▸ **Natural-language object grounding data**
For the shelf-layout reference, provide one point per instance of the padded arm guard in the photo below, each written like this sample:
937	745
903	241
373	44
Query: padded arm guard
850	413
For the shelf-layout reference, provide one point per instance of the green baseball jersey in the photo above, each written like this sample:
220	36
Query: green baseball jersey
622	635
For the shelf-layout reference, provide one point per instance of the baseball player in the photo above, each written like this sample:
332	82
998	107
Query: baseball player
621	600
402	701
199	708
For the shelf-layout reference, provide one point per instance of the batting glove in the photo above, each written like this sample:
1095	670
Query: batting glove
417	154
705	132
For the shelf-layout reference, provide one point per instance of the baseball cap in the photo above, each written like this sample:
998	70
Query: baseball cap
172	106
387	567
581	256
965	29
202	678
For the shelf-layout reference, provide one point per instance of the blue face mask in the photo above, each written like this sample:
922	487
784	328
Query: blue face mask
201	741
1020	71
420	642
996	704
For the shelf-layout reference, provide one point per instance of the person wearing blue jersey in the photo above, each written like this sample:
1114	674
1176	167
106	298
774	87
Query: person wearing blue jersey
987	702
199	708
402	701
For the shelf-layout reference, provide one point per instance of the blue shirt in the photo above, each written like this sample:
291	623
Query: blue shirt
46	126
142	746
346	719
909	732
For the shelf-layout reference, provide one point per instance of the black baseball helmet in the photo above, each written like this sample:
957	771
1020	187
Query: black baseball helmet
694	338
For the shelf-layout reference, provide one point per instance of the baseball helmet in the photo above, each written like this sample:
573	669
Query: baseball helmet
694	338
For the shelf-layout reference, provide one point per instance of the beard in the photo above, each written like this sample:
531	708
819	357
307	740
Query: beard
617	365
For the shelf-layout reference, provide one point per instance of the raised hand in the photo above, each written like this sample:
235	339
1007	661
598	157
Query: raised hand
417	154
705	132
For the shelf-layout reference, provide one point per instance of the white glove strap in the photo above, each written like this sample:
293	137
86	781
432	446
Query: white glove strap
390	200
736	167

▸ **WHAT THIS TASK INVOLVES**
Every entry above needs to be quoted exactly.

▸ **EXPECTED ANSWER**
For the shelf-layout reference, provide one point per instance of the padded arm guard in the photo below, each written like this sample:
937	745
903	241
373	44
Query: padded arm guard
850	413
For the shelf-layout reference, provide one point per instance of the green baseball jersey in the photo above, each written like this sample:
220	36
Query: green baseball jersey
622	635
For the shelf-layout reference, provide one point per instance of the baseball player in the photo above, each written like this sample:
332	82
998	107
Query: baseball player
621	600
402	701
199	708
For the shelf-layout reference, provide one point per instance of the batting glove in the photo above, each written like this sample:
1095	670
Query: batting glove
417	154
705	132
For the shelf-layout reference, provide one point per instance of the baseball cap in the photo above, each written like this sample:
998	70
Query: baseball cap
172	106
387	567
581	256
965	29
202	678
For the shelf-layout reference, provide one point per instance of the blue face mask in the photo above, each written like this sample:
922	487
784	328
Query: blue face mask
201	741
1020	71
420	642
996	704
For the shelf-layout reference, provide one point per instance of the person wearing blue jersey in the photo above, each written like this sample:
1114	674
1176	167
106	298
774	87
Query: person wearing blue jersey
987	702
199	708
402	701
For the shelf-layout reference, provide one point per instance of the blue shirt in the photo above, each written like this sample:
291	623
Query: blue shirt
46	126
142	746
346	719
909	732
For the shelf-layout reference, provide one point per instance of the black baseball helmet in the photo above, each written like this sample:
957	771
1020	187
Query: black baseball helmet
694	338
For the shelf-layout reference, provide one point per instance of the baseball helmet in the photo above, each written like this sample:
573	669
Query: baseball helmet
694	338
For the shelf-layout reference, provide one point per instance of the beard in the photo above, each written like this sample:
531	708
819	357
307	740
Query: beard
617	365
For the shelf-layout reference, provide one point per instance of the raised hand in the photo above, each written like this sample:
235	339
1007	661
598	157
Query: raised hand
417	154
705	132
For the shelf-layout reference, provide one point per instance of the white glove strap in the photo above, each written like this sample:
293	137
86	781
432	446
Query: white glove strap
390	200
736	167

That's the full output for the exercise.